- **WHAT IS EXPECTED**:
Type out each record word for word. Pictures stay out.

(Natural language region descriptions)
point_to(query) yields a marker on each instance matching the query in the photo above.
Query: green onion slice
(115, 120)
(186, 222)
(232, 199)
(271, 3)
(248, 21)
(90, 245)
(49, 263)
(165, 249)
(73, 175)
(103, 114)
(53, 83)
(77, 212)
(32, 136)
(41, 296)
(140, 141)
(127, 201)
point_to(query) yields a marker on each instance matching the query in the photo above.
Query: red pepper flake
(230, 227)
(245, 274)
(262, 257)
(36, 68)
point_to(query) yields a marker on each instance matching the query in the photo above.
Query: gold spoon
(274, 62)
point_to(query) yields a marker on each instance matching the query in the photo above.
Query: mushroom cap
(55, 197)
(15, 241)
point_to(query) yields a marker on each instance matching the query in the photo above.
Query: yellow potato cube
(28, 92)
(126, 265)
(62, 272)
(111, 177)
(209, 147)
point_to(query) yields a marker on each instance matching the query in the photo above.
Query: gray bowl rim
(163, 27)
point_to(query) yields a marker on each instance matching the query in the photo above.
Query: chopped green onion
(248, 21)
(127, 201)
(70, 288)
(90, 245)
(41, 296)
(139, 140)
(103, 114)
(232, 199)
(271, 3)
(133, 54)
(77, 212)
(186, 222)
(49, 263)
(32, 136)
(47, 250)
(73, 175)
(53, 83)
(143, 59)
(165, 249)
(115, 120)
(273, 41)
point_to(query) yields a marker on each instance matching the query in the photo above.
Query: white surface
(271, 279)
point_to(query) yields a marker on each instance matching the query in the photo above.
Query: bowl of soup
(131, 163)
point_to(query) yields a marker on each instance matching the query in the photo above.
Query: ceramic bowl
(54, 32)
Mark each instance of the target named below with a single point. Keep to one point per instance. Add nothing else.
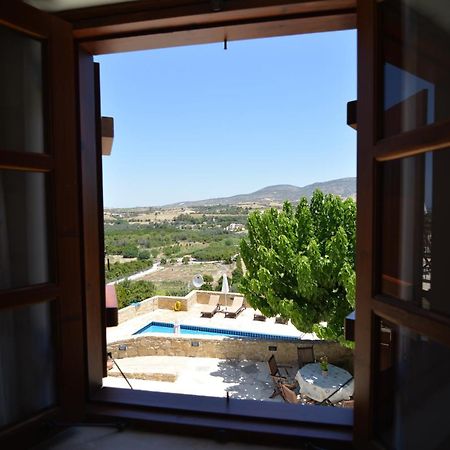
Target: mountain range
(344, 187)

- **RESPONSE BELOW**:
point_to(query) yields a marker on each instance matching the query in the photo above.
Query: green onion slice
(115, 120)
(186, 222)
(232, 199)
(271, 3)
(248, 21)
(90, 245)
(49, 263)
(165, 249)
(73, 175)
(103, 114)
(53, 83)
(77, 212)
(32, 136)
(41, 296)
(140, 141)
(127, 201)
point_to(query) yields a marker on each instance matching the query in the photo above.
Query: red pepper flake
(230, 227)
(245, 274)
(262, 257)
(36, 68)
point_to(query) yields a marker on each instance matching the query in the photo above.
Query: gold spoon
(274, 62)
point_to(query) yields a marker on each instance matching the query in the photo above.
Query: mushroom cap
(55, 197)
(15, 241)
point_to(query) yields a marker on each instance matching the query in the photo above.
Query: yellow potato cube
(28, 92)
(126, 265)
(62, 272)
(111, 177)
(209, 147)
point_to(query) yields a marker on each instance matching the query in the photo above.
Query: gray bowl rim
(163, 27)
point_to(query) yields a marker on each instance matching the query in the photo above.
Query: chopped green onion
(248, 21)
(127, 201)
(70, 288)
(90, 245)
(41, 296)
(139, 140)
(103, 114)
(232, 199)
(271, 3)
(133, 54)
(77, 212)
(186, 222)
(49, 263)
(32, 136)
(47, 250)
(73, 175)
(53, 83)
(143, 59)
(165, 249)
(115, 120)
(273, 41)
point_to(query) yields a marker on each instance matching the query in the photo above.
Query: white surface
(271, 279)
point_to(query) yields a marker on each instance matching the query in the photo above.
Query: bowl of soup
(131, 163)
point_to(query) yields a marker on each instance matching the query in the photo above.
Query: ceramic bowl
(54, 32)
Mark each instance of the target named below with a single point. Keep to one point per instance. Add nothing else.
Target: mountain range
(344, 187)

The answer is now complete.